=== WHAT THE TASK REQUIRES ===
Output only the lines from the one holding "point per instance: concrete driveway" to the end of the data below, please, copied exactly.
===============
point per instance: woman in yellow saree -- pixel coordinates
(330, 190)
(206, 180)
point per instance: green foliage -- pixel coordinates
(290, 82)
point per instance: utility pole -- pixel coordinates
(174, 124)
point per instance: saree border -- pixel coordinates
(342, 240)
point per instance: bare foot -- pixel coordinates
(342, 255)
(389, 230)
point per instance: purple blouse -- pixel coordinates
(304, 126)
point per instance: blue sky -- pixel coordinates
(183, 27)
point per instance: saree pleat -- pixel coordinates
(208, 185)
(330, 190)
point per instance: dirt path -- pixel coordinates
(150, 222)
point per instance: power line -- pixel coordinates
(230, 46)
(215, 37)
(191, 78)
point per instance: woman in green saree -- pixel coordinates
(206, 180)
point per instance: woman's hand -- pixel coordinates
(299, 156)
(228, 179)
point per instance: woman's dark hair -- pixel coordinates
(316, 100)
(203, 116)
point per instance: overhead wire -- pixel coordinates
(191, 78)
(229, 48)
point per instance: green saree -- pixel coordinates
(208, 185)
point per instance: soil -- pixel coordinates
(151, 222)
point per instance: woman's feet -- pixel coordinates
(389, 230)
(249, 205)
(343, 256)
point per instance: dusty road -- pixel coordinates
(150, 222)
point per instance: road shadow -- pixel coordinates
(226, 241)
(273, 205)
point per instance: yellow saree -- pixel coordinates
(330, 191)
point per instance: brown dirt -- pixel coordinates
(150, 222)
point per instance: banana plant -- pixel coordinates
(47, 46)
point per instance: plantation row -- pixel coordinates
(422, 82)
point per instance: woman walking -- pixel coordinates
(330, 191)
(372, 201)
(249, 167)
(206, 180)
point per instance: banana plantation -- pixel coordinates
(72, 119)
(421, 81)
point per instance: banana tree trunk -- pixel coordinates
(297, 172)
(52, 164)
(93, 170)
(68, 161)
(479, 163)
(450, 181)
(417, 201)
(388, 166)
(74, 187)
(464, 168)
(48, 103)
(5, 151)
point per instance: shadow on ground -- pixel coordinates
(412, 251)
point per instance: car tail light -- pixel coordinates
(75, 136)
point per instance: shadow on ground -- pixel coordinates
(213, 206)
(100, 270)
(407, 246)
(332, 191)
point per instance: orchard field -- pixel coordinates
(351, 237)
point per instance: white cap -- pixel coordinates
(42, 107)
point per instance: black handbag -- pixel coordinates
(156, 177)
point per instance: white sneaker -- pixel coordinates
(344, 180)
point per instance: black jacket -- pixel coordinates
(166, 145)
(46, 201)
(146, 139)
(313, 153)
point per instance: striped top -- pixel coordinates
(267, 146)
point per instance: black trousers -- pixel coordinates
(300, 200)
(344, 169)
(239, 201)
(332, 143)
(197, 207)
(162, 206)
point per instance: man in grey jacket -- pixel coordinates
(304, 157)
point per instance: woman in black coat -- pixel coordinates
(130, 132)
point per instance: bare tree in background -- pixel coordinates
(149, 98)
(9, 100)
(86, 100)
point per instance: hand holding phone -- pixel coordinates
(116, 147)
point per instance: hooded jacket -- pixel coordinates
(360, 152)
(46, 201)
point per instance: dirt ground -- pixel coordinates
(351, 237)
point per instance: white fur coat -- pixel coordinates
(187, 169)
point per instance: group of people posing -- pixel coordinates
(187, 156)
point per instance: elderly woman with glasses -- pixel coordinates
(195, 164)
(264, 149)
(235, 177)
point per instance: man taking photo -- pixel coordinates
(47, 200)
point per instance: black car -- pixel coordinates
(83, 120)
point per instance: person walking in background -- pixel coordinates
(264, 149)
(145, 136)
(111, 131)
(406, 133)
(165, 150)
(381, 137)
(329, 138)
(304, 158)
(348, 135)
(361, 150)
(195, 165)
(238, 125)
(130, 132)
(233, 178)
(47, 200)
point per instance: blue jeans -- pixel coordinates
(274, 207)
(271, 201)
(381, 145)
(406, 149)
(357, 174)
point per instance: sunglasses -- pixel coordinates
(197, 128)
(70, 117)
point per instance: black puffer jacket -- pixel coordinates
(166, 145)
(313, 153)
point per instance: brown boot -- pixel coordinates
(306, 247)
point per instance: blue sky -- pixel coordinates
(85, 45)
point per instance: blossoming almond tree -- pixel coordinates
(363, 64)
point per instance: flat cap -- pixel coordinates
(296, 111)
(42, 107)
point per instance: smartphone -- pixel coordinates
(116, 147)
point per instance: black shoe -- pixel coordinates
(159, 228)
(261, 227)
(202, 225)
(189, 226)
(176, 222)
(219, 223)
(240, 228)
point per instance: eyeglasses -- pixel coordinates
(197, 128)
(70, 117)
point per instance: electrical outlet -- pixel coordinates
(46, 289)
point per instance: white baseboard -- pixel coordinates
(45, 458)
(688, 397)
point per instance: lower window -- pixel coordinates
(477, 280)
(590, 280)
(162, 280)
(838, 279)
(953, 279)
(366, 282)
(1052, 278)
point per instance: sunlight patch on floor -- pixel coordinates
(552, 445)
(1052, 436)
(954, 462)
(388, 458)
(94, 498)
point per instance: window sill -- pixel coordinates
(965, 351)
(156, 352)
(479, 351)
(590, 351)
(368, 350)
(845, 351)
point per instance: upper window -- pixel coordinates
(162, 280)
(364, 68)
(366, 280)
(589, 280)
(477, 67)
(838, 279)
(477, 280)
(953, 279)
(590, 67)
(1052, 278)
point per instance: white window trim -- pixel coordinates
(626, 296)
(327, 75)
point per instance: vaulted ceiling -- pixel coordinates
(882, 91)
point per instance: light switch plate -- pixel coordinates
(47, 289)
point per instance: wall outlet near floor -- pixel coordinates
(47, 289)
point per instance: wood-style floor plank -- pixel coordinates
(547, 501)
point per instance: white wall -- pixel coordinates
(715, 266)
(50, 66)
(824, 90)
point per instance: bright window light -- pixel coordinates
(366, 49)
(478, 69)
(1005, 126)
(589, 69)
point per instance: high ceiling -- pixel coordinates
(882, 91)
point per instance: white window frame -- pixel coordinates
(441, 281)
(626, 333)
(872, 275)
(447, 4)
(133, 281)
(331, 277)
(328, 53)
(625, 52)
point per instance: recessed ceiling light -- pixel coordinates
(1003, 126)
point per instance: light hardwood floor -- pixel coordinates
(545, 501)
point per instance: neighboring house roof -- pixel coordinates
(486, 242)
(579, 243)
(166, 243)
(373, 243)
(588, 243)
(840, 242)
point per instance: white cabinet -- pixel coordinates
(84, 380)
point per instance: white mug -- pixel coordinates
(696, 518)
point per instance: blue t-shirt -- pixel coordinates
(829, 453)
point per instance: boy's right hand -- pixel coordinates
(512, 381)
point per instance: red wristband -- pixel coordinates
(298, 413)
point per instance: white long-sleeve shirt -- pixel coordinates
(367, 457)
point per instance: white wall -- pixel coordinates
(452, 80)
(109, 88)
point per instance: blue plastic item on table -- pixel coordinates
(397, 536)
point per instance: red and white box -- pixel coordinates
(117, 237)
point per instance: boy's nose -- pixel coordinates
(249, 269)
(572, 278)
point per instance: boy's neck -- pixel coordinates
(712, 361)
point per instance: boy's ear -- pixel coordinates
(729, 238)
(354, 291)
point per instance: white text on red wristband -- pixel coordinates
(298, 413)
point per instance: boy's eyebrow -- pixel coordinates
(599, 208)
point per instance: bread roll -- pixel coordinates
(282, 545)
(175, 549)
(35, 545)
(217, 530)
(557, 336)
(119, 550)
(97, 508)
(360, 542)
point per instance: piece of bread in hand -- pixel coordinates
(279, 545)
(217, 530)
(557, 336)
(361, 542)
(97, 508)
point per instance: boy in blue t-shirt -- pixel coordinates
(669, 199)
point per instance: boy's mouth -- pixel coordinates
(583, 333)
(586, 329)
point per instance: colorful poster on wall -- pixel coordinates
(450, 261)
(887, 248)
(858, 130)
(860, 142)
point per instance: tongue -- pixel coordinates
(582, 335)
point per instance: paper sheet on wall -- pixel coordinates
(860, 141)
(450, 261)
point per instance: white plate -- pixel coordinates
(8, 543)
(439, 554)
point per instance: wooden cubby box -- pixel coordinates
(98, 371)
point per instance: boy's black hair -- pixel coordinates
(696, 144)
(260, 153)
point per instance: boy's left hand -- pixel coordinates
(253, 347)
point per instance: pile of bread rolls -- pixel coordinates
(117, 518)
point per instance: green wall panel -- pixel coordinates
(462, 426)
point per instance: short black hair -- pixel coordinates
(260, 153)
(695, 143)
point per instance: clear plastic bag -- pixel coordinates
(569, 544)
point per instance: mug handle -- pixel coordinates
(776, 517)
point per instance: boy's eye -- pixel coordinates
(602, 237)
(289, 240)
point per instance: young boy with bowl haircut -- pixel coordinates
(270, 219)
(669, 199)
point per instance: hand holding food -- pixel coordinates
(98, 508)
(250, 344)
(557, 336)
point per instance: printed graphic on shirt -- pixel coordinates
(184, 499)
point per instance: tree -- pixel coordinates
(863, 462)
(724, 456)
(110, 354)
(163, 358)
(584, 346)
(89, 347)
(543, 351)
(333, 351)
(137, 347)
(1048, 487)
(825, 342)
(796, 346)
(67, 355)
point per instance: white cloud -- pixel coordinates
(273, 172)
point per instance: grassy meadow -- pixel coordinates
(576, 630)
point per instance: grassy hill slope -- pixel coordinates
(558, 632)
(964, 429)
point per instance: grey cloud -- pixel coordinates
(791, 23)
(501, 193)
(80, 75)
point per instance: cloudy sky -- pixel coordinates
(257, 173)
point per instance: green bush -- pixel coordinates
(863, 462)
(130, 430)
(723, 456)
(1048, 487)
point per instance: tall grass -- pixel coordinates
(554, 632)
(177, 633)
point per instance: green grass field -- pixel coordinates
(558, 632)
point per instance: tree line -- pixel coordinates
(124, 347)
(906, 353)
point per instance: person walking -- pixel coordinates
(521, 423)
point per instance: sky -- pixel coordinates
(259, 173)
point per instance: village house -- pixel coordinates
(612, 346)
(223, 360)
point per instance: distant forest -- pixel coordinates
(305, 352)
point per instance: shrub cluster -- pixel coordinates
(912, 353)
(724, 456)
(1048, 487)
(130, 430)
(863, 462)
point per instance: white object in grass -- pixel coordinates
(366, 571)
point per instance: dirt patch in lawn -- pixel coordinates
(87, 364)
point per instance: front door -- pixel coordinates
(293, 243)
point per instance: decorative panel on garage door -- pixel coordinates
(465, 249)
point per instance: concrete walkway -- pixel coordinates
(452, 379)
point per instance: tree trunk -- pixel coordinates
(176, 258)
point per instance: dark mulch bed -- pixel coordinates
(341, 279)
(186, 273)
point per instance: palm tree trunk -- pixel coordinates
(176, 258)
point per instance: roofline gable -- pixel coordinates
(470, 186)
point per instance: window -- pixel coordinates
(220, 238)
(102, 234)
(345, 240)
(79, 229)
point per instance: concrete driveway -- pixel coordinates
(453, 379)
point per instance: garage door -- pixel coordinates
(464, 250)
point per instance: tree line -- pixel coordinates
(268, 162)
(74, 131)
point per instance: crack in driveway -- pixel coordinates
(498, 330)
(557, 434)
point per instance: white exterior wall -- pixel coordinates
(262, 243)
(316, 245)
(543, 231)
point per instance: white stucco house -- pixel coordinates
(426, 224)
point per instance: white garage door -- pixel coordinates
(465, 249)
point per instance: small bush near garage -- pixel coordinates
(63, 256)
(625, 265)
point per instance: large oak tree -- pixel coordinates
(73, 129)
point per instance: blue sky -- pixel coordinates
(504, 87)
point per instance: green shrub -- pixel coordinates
===============
=== EXPECTED OUTPUT ===
point per instance: concrete driveway -- pixel coordinates
(453, 379)
point per instance: garage door -- pixel coordinates
(464, 250)
point per instance: tree line -- pixel coordinates
(268, 162)
(74, 131)
point per instance: crack in driveway -- pixel coordinates
(498, 330)
(557, 434)
point per instance: white exterior wall -- pixel coordinates
(262, 243)
(316, 245)
(543, 231)
point per instance: white stucco house -- pixel coordinates
(426, 224)
point per instance: white garage door -- pixel coordinates
(465, 249)
point per instance: small bush near garage -- pixel coordinates
(63, 256)
(625, 265)
point per instance: large oak tree -- pixel coordinates
(73, 129)
point per instance: blue sky -- pixel coordinates
(504, 87)
point per instance: green shrub -- pixel coordinates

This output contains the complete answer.